→ **THE REQUEST**
Edit the data from the start through the line with "Query: tree", putting "contour" wherever "outline" appears and keeping everything else the same. Return only those lines, without the pictures.

## Start SUPPLIED RECORDS

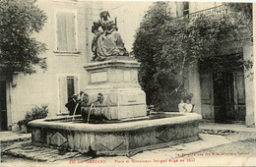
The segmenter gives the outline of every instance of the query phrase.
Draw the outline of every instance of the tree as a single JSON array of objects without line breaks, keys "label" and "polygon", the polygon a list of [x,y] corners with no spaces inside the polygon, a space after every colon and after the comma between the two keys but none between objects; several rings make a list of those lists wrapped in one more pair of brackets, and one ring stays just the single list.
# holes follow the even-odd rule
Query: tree
[{"label": "tree", "polygon": [[[139,78],[147,102],[161,111],[176,108],[179,98],[191,97],[184,81],[188,70],[198,61],[210,64],[216,71],[229,68],[219,57],[214,61],[210,58],[219,55],[222,45],[246,38],[247,33],[241,33],[241,29],[249,23],[240,11],[171,18],[167,5],[167,2],[153,4],[133,44],[134,55],[142,63]],[[241,59],[228,61],[240,68]]]},{"label": "tree", "polygon": [[45,44],[32,37],[45,22],[34,0],[0,0],[0,74],[12,77],[35,73],[35,66],[46,69],[46,58],[38,56]]}]

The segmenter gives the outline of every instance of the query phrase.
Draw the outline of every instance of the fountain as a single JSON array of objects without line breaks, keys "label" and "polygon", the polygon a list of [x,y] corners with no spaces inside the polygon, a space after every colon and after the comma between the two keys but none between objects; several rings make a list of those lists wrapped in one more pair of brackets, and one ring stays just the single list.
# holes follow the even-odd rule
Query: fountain
[{"label": "fountain", "polygon": [[[82,115],[30,122],[32,144],[130,156],[199,139],[198,123],[202,119],[199,114],[147,115],[146,95],[138,83],[140,64],[127,56],[116,24],[108,21],[108,12],[100,13],[102,20],[93,26],[95,56],[85,67],[89,84],[81,102]],[[98,30],[99,26],[103,31]],[[109,41],[104,43],[103,39]],[[113,49],[104,50],[102,45]]]}]

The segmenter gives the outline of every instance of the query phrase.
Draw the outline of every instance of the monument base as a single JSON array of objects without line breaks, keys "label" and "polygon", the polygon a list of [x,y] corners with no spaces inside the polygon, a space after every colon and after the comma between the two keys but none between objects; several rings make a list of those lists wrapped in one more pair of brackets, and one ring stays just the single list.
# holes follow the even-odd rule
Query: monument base
[{"label": "monument base", "polygon": [[[108,120],[144,117],[146,94],[138,83],[140,64],[130,57],[114,57],[103,62],[90,63],[85,67],[89,84],[84,90],[89,101],[82,111],[103,115]],[[97,100],[98,94],[102,100]]]}]

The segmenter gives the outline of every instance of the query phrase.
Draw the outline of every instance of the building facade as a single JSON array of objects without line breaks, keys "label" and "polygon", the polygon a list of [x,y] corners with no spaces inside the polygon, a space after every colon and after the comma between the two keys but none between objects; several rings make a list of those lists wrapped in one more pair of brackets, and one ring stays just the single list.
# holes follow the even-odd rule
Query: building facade
[{"label": "building facade", "polygon": [[[102,10],[108,10],[117,26],[128,51],[132,51],[133,36],[145,10],[151,2],[90,2],[83,0],[38,0],[47,15],[43,29],[34,34],[47,45],[40,55],[47,58],[47,71],[16,75],[11,83],[0,78],[1,130],[17,129],[18,121],[35,105],[47,104],[48,116],[68,114],[68,97],[85,89],[88,83],[87,65],[93,56],[91,28]],[[173,17],[193,16],[198,13],[219,13],[221,2],[170,2]],[[217,56],[242,56],[253,61],[251,39],[226,43]],[[227,62],[228,63],[228,62]],[[245,78],[250,71],[224,73],[223,84],[216,82],[212,69],[198,63],[188,74],[186,88],[194,94],[194,111],[213,122],[229,121],[255,126],[254,82]]]},{"label": "building facade", "polygon": [[33,34],[46,44],[47,70],[1,78],[1,131],[11,130],[35,105],[48,105],[48,116],[68,114],[68,97],[87,84],[84,66],[91,60],[91,28],[98,20],[102,2],[38,0],[47,16],[43,29]]},{"label": "building facade", "polygon": [[[174,17],[219,15],[227,10],[221,2],[171,2],[169,5]],[[192,103],[195,104],[195,112],[212,122],[254,127],[254,82],[253,76],[248,77],[253,69],[246,71],[240,68],[230,72],[235,59],[253,62],[252,37],[247,35],[224,43],[216,57],[229,68],[221,73],[221,78],[203,62],[198,62],[194,69],[190,69],[186,89],[194,94]]]}]

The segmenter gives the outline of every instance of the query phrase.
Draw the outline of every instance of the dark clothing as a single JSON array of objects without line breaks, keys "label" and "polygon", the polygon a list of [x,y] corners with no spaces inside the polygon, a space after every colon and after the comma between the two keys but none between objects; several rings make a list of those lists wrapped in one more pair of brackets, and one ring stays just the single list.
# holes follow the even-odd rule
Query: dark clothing
[{"label": "dark clothing", "polygon": [[[65,105],[65,107],[68,108],[69,110],[69,115],[73,115],[74,114],[74,111],[76,109],[76,105],[78,104],[77,101],[75,101],[74,99],[71,99],[68,101],[68,103]],[[80,102],[78,104],[78,107],[77,107],[77,111],[76,111],[76,115],[79,115],[81,114],[81,105],[80,105]]]}]

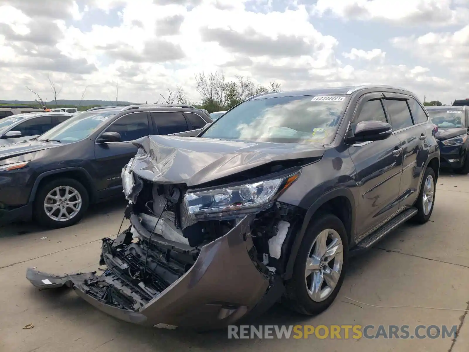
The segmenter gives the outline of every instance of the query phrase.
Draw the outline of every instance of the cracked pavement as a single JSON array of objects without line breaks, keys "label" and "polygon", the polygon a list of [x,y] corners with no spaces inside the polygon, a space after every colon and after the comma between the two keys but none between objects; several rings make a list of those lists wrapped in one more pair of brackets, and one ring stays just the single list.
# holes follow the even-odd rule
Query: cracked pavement
[{"label": "cracked pavement", "polygon": [[[0,351],[2,352],[253,351],[276,352],[467,352],[469,345],[469,176],[442,174],[431,221],[405,224],[367,253],[353,259],[335,302],[316,317],[276,306],[259,324],[372,324],[458,326],[455,339],[228,340],[226,330],[198,334],[142,328],[119,321],[74,292],[39,291],[25,277],[28,267],[61,274],[98,268],[101,238],[117,234],[125,203],[92,207],[76,225],[41,230],[33,224],[0,227]],[[124,223],[124,226],[126,223]],[[45,239],[40,239],[46,236]],[[383,308],[370,305],[459,309]],[[32,323],[32,329],[23,329]]]}]

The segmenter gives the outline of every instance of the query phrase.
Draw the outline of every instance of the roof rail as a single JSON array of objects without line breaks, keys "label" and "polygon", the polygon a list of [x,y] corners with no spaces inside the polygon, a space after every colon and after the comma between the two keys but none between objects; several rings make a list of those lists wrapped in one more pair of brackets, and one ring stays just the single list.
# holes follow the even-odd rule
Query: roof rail
[{"label": "roof rail", "polygon": [[121,109],[125,111],[133,109],[139,109],[141,107],[183,107],[186,109],[196,109],[195,107],[187,104],[139,104],[135,105],[129,105]]},{"label": "roof rail", "polygon": [[127,105],[110,105],[109,106],[106,107],[91,107],[91,108],[88,109],[86,111],[92,111],[94,110],[100,110],[101,109],[109,109],[111,107],[126,107]]},{"label": "roof rail", "polygon": [[11,109],[26,109],[30,108],[31,109],[40,109],[41,108],[38,107],[32,106],[31,105],[0,105],[0,107],[8,107]]}]

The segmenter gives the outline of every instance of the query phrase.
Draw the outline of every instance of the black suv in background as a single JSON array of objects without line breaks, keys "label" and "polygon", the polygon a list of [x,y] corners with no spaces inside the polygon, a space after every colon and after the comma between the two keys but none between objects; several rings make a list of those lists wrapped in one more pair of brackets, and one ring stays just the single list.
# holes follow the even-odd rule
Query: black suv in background
[{"label": "black suv in background", "polygon": [[[431,214],[439,154],[410,92],[365,86],[269,93],[193,138],[150,136],[122,171],[131,227],[96,273],[28,269],[128,321],[198,329],[334,300],[354,253]],[[138,237],[138,241],[134,241]],[[59,269],[60,270],[60,269]]]},{"label": "black suv in background", "polygon": [[[469,100],[466,101],[469,104]],[[431,122],[438,127],[441,167],[469,173],[469,106],[427,107]]]},{"label": "black suv in background", "polygon": [[196,136],[212,120],[191,108],[129,106],[78,114],[35,139],[0,146],[0,222],[33,215],[72,225],[90,203],[122,194],[122,168],[149,135]]}]

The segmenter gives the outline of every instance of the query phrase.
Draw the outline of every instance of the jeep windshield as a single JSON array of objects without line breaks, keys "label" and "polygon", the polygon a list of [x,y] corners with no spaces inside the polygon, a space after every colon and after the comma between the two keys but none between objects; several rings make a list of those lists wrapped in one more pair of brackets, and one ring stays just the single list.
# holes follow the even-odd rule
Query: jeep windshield
[{"label": "jeep windshield", "polygon": [[466,118],[464,112],[461,110],[451,110],[446,108],[444,110],[433,110],[428,109],[431,122],[439,128],[454,128],[454,127],[466,127]]},{"label": "jeep windshield", "polygon": [[38,138],[38,140],[55,140],[73,143],[89,136],[117,112],[84,113],[70,117],[66,121],[49,130]]},{"label": "jeep windshield", "polygon": [[344,96],[254,99],[228,111],[205,138],[280,143],[331,143],[348,101]]}]

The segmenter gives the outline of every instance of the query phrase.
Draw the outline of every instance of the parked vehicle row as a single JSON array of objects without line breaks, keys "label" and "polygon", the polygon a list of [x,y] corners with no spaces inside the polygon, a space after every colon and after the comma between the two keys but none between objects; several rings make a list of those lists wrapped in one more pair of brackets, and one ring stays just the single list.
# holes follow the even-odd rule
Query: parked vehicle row
[{"label": "parked vehicle row", "polygon": [[[72,181],[77,165],[93,173],[103,193],[120,191],[122,183],[129,202],[124,216],[130,226],[115,239],[103,239],[105,271],[56,275],[29,269],[34,286],[72,287],[118,318],[170,329],[220,328],[280,298],[315,314],[335,298],[350,256],[408,220],[424,223],[431,215],[440,145],[428,113],[409,91],[366,85],[259,94],[201,131],[185,132],[197,134],[191,138],[150,131],[128,143],[122,129],[108,129],[136,114],[131,121],[142,127],[129,139],[152,123],[160,132],[154,115],[161,110],[142,110],[89,114],[86,129],[78,123],[83,115],[76,116],[69,121],[77,119],[76,128],[59,125],[25,143],[21,156],[12,148],[9,162],[30,161],[14,170],[15,180],[59,160],[76,163],[65,161],[73,174],[39,184],[36,212],[44,222],[56,223],[51,214],[73,222],[64,204],[73,204],[75,218],[75,205],[87,205],[92,192]],[[177,113],[189,124],[194,111]],[[96,119],[108,122],[97,128]],[[70,128],[86,131],[65,133]],[[126,143],[138,151],[133,156],[129,149],[119,177],[120,159],[108,151]],[[94,158],[81,156],[91,151]]]},{"label": "parked vehicle row", "polygon": [[196,136],[212,122],[201,110],[146,105],[67,118],[36,138],[0,147],[0,221],[32,216],[51,228],[75,224],[90,203],[122,194],[121,170],[137,150],[133,141]]}]

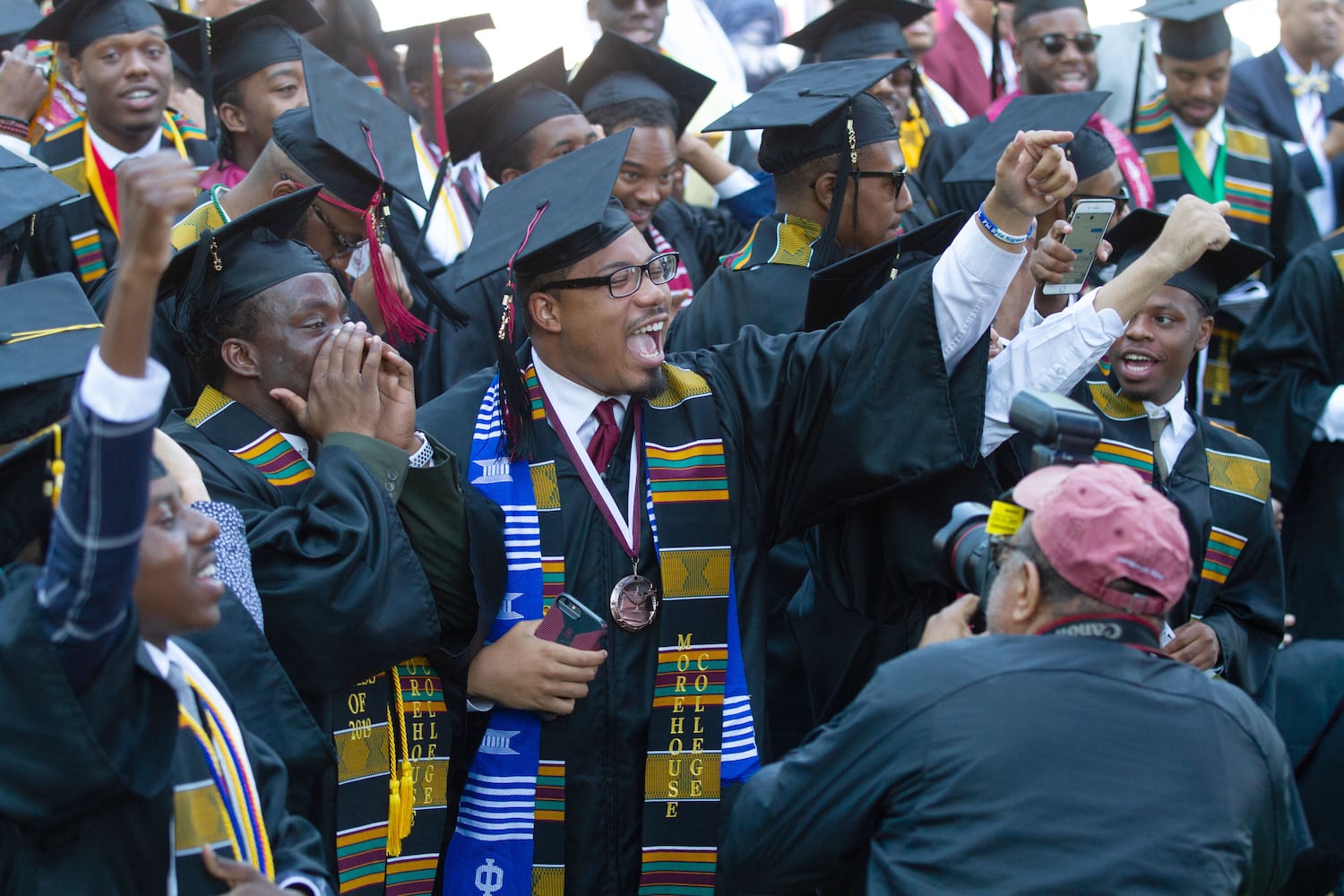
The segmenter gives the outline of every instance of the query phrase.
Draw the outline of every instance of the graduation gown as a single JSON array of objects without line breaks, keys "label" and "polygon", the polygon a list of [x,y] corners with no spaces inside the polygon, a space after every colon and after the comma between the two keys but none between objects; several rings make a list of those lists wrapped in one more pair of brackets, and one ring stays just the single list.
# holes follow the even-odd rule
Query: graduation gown
[{"label": "graduation gown", "polygon": [[[1142,403],[1098,365],[1071,394],[1102,422],[1094,455],[1152,480],[1153,441]],[[1274,660],[1284,639],[1284,557],[1269,502],[1270,463],[1254,441],[1192,414],[1195,434],[1168,461],[1163,493],[1180,509],[1193,559],[1189,586],[1167,615],[1173,629],[1203,619],[1222,645],[1224,678],[1274,713]]]},{"label": "graduation gown", "polygon": [[[446,758],[454,752],[453,737],[465,712],[461,676],[449,654],[465,649],[476,627],[465,527],[460,504],[456,512],[453,506],[460,501],[456,470],[442,449],[435,453],[437,467],[407,470],[406,455],[398,449],[339,433],[323,443],[316,466],[300,465],[297,451],[284,439],[249,461],[246,449],[269,445],[265,441],[274,441],[274,430],[212,390],[202,402],[194,411],[202,416],[175,414],[164,429],[200,465],[211,497],[234,504],[242,513],[266,614],[266,638],[339,756],[335,774],[324,775],[324,786],[296,793],[296,803],[301,802],[321,829],[343,888],[376,887],[375,892],[382,892],[380,872],[359,879],[344,856],[378,850],[367,861],[382,868],[382,861],[391,861],[382,856],[383,842],[347,844],[337,841],[336,832],[337,826],[349,829],[351,813],[367,814],[368,825],[387,819],[386,744],[395,744],[399,723],[391,728],[379,723],[396,719],[388,716],[394,681],[388,670],[394,666],[406,682],[406,725],[415,742],[410,758],[438,763],[417,768],[419,826],[414,830],[421,837],[439,832],[427,848],[434,854],[441,852],[441,832],[450,830],[452,803],[437,787],[426,798],[423,774],[438,780],[448,775]],[[219,423],[207,433],[210,416],[218,416]],[[281,449],[284,454],[273,458]],[[310,472],[306,477],[304,469]],[[290,477],[297,481],[286,482]],[[419,657],[427,657],[431,668],[422,668]],[[410,719],[421,707],[411,695],[423,692],[429,676],[438,692],[430,705],[437,724],[417,729]],[[370,740],[371,732],[376,740]],[[429,742],[421,744],[425,737]],[[379,750],[378,744],[384,746]],[[374,774],[382,775],[382,783],[371,778]],[[374,783],[358,794],[347,793],[348,786],[366,779]],[[337,846],[343,858],[337,858]],[[427,869],[429,884],[434,870]]]},{"label": "graduation gown", "polygon": [[1313,438],[1344,384],[1344,235],[1301,253],[1242,337],[1238,423],[1265,446],[1284,502],[1294,638],[1344,638],[1344,443]]},{"label": "graduation gown", "polygon": [[668,351],[731,343],[749,324],[767,334],[802,329],[821,230],[817,222],[794,215],[757,222],[696,290],[695,301],[672,320]]},{"label": "graduation gown", "polygon": [[[7,875],[4,885],[24,893],[163,892],[172,861],[173,785],[184,783],[181,747],[196,750],[180,740],[177,697],[148,657],[137,657],[133,613],[98,673],[77,693],[43,629],[36,575],[36,568],[20,570],[0,596],[0,842],[7,854],[0,868],[19,875]],[[190,645],[179,646],[227,700],[210,662]],[[317,832],[285,809],[284,764],[262,740],[246,731],[243,737],[277,880],[286,873],[321,879]],[[203,866],[194,873],[198,866],[190,856],[179,860],[180,893],[227,889]]]},{"label": "graduation gown", "polygon": [[[198,172],[215,161],[215,145],[204,132],[169,111],[164,116],[161,148],[173,149],[175,134],[181,138],[185,157]],[[79,199],[38,215],[30,259],[39,277],[69,271],[89,290],[117,261],[117,234],[91,193],[83,141],[85,120],[77,118],[32,148],[34,159],[46,163],[52,175],[79,193]]]},{"label": "graduation gown", "polygon": [[659,206],[653,212],[653,226],[681,254],[691,287],[696,290],[718,267],[719,258],[732,251],[746,235],[746,228],[727,207],[704,208],[676,199]]},{"label": "graduation gown", "polygon": [[[769,545],[874,490],[977,450],[976,441],[966,439],[984,410],[984,382],[965,391],[949,384],[933,317],[930,277],[902,279],[892,292],[894,301],[866,306],[831,330],[782,337],[749,332],[728,347],[669,357],[669,363],[708,382],[720,419],[742,656],[763,759],[769,758],[770,743],[770,723],[761,703],[766,619],[780,596],[770,594]],[[888,332],[902,333],[903,339],[875,337]],[[419,427],[449,445],[460,463],[470,457],[477,411],[491,379],[491,371],[473,376],[418,415]],[[911,384],[899,406],[888,400],[894,383]],[[618,502],[625,500],[632,418],[626,415],[605,477]],[[909,426],[909,439],[887,438],[896,419]],[[559,481],[566,591],[606,617],[612,586],[630,572],[630,562],[559,450],[554,433],[538,427],[538,457],[555,461]],[[645,514],[641,525],[645,547],[640,572],[661,588]],[[473,568],[477,559],[484,563],[503,553],[503,531],[497,525],[473,524],[470,540]],[[495,580],[493,606],[500,607],[503,576]],[[482,610],[480,637],[492,615]],[[570,893],[629,893],[640,876],[656,626],[636,633],[613,626],[605,646],[607,660],[589,696],[577,703],[574,715],[548,723],[563,727],[564,811],[567,818],[579,819],[566,832],[564,885]],[[488,719],[473,719],[472,724],[473,732],[481,731]],[[724,794],[720,819],[726,818],[730,797]]]}]

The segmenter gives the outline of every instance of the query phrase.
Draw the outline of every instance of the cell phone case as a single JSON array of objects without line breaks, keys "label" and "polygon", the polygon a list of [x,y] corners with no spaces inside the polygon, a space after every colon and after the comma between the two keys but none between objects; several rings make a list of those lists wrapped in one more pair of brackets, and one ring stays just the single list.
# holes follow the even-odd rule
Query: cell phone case
[{"label": "cell phone case", "polygon": [[564,643],[579,650],[601,650],[602,638],[606,637],[606,623],[602,623],[601,629],[579,630],[578,623],[585,621],[585,617],[571,621],[552,606],[546,613],[546,617],[542,618],[542,625],[536,627],[536,637],[543,641]]}]

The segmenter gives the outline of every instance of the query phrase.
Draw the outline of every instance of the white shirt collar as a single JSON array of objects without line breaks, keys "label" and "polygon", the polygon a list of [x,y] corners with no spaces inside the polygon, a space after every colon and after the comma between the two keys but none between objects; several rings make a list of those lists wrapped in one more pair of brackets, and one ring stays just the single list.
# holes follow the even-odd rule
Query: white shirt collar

## End SUPPLIED RECORDS

→ **EXPECTED ANSWER**
The segmenter gives the contour of every instance of the query phrase.
Draw the contour of every instance of the tree as a single JSON array of objects without line breaks, keys "label" and "polygon", the polygon a list of [x,y] corners with no spaces inside the polygon, a space after every colon and after the comma between the two keys but none between objects; several rings make a list of those lists wrapped in one more pair of brackets, and one ring stays just the single list.
# holes follow the even-odd rule
Query: tree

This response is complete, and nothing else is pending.